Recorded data
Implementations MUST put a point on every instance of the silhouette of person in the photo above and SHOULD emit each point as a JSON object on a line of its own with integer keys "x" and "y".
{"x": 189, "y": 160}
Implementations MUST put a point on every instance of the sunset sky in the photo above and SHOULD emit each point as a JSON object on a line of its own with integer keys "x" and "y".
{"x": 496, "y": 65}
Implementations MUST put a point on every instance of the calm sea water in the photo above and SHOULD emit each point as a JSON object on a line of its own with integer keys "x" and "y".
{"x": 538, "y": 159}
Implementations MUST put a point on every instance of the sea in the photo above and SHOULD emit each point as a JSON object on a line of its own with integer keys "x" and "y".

# [WHAT THE TASK ASKS]
Please rewrite the recorded data above as a JSON list of strings, with each line as its own string and any blank lines left out.

# [TASK SOLUTION]
[
  "Implementations MUST put a point on every instance of the silhouette of person in the photo above and SHOULD emit each point as a JSON object on a line of its own with integer keys \"x\" and \"y\".",
  "{\"x\": 189, \"y\": 160}",
  "Implementations MUST put a point on every instance of the sunset sky in the photo above and SHOULD emit each point as a JSON object on a line of its own with integer keys \"x\" and \"y\".",
  "{\"x\": 496, \"y\": 65}",
  "Implementations MUST put a point on every instance of the calm sea water in the photo above and SHOULD emit each point as a JSON object on a line of its own with integer keys \"x\" and \"y\".",
  "{\"x\": 538, \"y\": 159}",
  "Implementations MUST put a point on every instance of the sea in the photo above and SHOULD emit each point as a JSON object on a line of its own with integer keys \"x\" and \"y\"."
]